> **ASSIGNED TASK**
Your task is to restate the listing word for word without the pictures.

> **DATA IN THIS EXERCISE**
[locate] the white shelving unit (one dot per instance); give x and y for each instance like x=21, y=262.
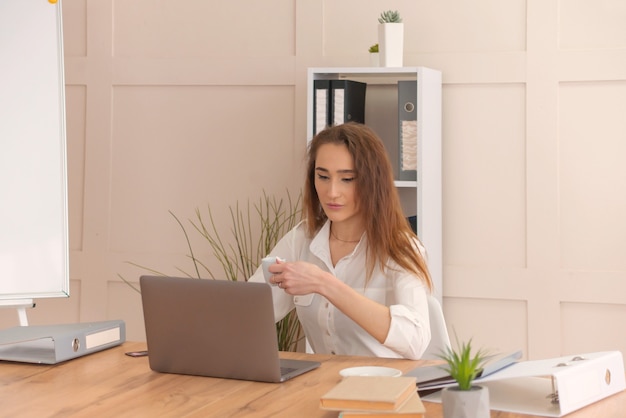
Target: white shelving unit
x=422, y=197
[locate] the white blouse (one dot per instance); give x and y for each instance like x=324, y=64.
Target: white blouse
x=327, y=329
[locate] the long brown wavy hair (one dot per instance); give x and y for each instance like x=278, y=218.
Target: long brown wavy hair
x=389, y=235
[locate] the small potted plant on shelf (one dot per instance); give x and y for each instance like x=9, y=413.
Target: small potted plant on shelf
x=465, y=400
x=373, y=50
x=391, y=38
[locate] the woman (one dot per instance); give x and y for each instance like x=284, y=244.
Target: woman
x=354, y=269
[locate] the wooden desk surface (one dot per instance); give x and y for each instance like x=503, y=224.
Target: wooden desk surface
x=110, y=383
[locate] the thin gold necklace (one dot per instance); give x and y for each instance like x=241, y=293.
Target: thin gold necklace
x=342, y=240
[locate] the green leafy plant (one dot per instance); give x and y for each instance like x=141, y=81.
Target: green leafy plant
x=462, y=364
x=390, y=16
x=249, y=243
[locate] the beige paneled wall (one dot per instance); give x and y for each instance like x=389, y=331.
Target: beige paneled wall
x=177, y=105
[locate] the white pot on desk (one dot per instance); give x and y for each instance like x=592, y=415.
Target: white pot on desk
x=473, y=403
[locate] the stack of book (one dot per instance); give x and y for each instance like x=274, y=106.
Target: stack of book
x=374, y=396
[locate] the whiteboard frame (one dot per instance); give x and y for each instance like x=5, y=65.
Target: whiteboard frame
x=33, y=267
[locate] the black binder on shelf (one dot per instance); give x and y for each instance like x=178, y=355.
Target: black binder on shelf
x=407, y=130
x=321, y=105
x=348, y=101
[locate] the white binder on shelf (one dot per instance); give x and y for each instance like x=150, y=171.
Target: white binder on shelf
x=51, y=344
x=554, y=387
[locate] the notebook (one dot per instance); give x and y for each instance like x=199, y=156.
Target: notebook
x=214, y=328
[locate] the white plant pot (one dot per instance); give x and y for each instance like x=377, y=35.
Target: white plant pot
x=473, y=403
x=374, y=59
x=391, y=44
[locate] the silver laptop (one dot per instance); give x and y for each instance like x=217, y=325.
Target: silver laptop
x=215, y=328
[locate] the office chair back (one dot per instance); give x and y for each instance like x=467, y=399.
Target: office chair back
x=439, y=339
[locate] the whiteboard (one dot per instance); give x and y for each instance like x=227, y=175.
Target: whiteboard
x=33, y=171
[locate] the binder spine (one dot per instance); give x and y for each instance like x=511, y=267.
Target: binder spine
x=348, y=101
x=407, y=130
x=321, y=105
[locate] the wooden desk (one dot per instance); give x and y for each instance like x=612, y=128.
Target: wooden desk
x=110, y=383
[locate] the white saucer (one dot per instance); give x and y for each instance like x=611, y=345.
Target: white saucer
x=370, y=371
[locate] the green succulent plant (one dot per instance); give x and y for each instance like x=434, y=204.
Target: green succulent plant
x=462, y=364
x=390, y=16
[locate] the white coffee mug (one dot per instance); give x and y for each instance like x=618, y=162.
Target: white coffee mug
x=266, y=263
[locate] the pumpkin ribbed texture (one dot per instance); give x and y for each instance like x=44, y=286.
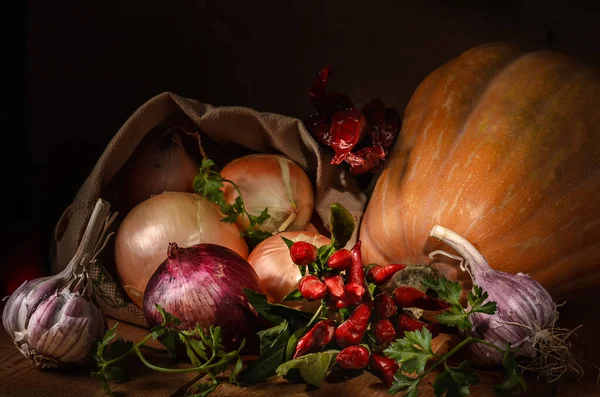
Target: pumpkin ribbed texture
x=503, y=148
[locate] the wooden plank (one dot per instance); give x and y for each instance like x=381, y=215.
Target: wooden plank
x=18, y=378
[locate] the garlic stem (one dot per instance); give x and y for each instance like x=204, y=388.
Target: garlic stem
x=91, y=235
x=476, y=261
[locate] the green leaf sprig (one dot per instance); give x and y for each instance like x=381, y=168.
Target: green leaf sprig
x=414, y=352
x=458, y=316
x=204, y=349
x=209, y=183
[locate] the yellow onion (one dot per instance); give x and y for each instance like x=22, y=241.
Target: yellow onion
x=277, y=273
x=274, y=182
x=145, y=233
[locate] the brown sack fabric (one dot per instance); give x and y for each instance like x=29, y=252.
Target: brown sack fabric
x=246, y=128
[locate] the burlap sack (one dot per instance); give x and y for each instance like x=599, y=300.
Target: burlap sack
x=257, y=132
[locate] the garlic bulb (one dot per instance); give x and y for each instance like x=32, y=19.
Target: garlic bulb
x=54, y=321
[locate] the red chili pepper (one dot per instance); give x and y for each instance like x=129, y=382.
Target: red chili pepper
x=406, y=322
x=384, y=305
x=334, y=303
x=351, y=331
x=353, y=357
x=303, y=253
x=381, y=274
x=312, y=288
x=316, y=339
x=385, y=333
x=335, y=286
x=347, y=129
x=340, y=259
x=386, y=367
x=355, y=282
x=412, y=297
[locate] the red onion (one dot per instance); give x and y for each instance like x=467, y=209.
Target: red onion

> **TASK RESPONSE**
[locate] the white shelving unit (one dot per instance); give x and y for each instance like x=21, y=262.
Target: white shelving unit
x=422, y=197
[locate] the white blouse (one dot per instance); give x and y for each instance like x=324, y=64.
Target: white blouse
x=327, y=329
[locate] the long brown wavy hair (one dot per instance); give x and y for each instance like x=278, y=218.
Target: long brown wavy hair
x=389, y=235
[locate] the small potted plant on shelf (one dot per instance); give x and y for each instance like x=9, y=413.
Target: small potted plant on shelf
x=465, y=400
x=373, y=50
x=391, y=38
[locate] the woman (one dot per instance); give x and y for each instance like x=284, y=244.
Target: woman
x=354, y=269
[locate] the wooden desk surface (one dot per instance); give x and y for each instance like x=503, y=224.
Target: wooden desk surface
x=110, y=383
[locate] the thin gold necklace (one dot per instance); give x and y for each instance like x=241, y=293.
Target: thin gold necklace
x=342, y=240
[locate] the green leafy plant (one dot per instance); give x and y for each instance like x=141, y=81.
Target: green leafy plant
x=462, y=364
x=390, y=16
x=249, y=243
[locate] the beige paneled wall (one dot per instance); give x and y for each instance like x=389, y=331.
Target: beige paneled wall
x=177, y=105
[locate] the white pot on desk (one dot per instance); give x and y for each instance like x=592, y=415.
Target: white pot on desk
x=473, y=403
[locate] the stack of book (one dot per instance); give x and y for each instance like x=274, y=106.
Target: stack of book
x=374, y=396
[locate] the whiteboard frame (one dot per instance); give x and y for each instance like x=5, y=65.
Target: whiteboard frame
x=33, y=267
[locate] the black binder on shelf (one dot per instance); give x and y for each instance like x=178, y=355.
Target: black binder on shelf
x=407, y=130
x=321, y=105
x=348, y=101
[locate] the white binder on shelf (one dot per instance); give x and y for each instance like x=150, y=171.
Target: white binder on shelf
x=51, y=344
x=554, y=387
[locate] the notebook (one dot per instance); give x and y for each instance like x=199, y=156.
Target: notebook
x=214, y=328
[locate] the white plant pot (one dot per instance); give x and y for each instance like x=377, y=35.
Target: white plant pot
x=473, y=403
x=374, y=59
x=391, y=44
[locate] the silver laptop (one dot per instance); give x and y for each instance like x=217, y=325.
Target: silver laptop
x=215, y=328
[locate] the office chair back (one dot per instance); give x and y for each instance like x=467, y=399.
Target: office chair back
x=439, y=339
[locate] the whiteboard (one dot per instance); give x and y for each instance like x=227, y=175.
Target: whiteboard
x=33, y=171
[locate] the binder spine (one dot per instance); give x and y for each instance like x=511, y=267.
Target: binder spine
x=348, y=101
x=407, y=130
x=321, y=105
[locate] the wooden desk (one dot per instance); give x and y for each instance like x=612, y=128.
Target: wooden desk
x=110, y=383
[locate] the white saucer (one dot per instance); give x and y for each instance like x=611, y=345.
Target: white saucer
x=370, y=371
[locate] the green succulent plant (one dot per instance); give x and y for each instance like x=434, y=204.
Target: green succulent plant
x=462, y=364
x=390, y=16
[locate] the white coffee mug (one dot per instance); give x and y for each instance like x=618, y=162.
Target: white coffee mug
x=266, y=263
[locate] the pumpkin ribbed texture (one dot per instance); give x and y for each instance like x=44, y=286.
Target: pumpkin ribbed texture
x=503, y=148
[locate] the wooden plank (one dot per instance); give x and y for each instance like x=381, y=215.
Target: wooden plank
x=18, y=378
[locate] the garlic stem (one dot per instance); give x and y for each instance like x=204, y=388.
Target: garlic stem
x=91, y=235
x=476, y=261
[locate] the green leaf sprig (one dot per instance); give x and y for each instance like x=381, y=168.
Target: green leaf sprig
x=414, y=352
x=458, y=316
x=204, y=349
x=209, y=183
[locate] the yellow onion (one dot per instance); give x and y for each instance like x=22, y=241.
Target: yellow onion
x=277, y=273
x=274, y=182
x=145, y=233
[locate] the brown sack fabric (one dot per instance); give x and y for each instance like x=29, y=252.
Target: brown sack fabric
x=246, y=128
[locate] the burlap sack (one dot per instance); give x and y for each instance like x=599, y=300.
Target: burlap sack
x=257, y=132
[locate] the garlic bulb (one dot per instance); give x and y for each instance like x=32, y=19.
Target: garlic bulb
x=54, y=321
[locate] the red chili pepper (one dot per instance); give x and y for each instance like x=129, y=382.
Target: red chili pepper
x=406, y=322
x=384, y=305
x=334, y=303
x=351, y=331
x=353, y=357
x=303, y=253
x=381, y=274
x=312, y=288
x=316, y=339
x=385, y=333
x=335, y=286
x=347, y=129
x=340, y=259
x=386, y=367
x=355, y=282
x=412, y=297
[locate] the red onion (one dot per instance); give x and y for each instance like x=467, y=209.
Target: red onion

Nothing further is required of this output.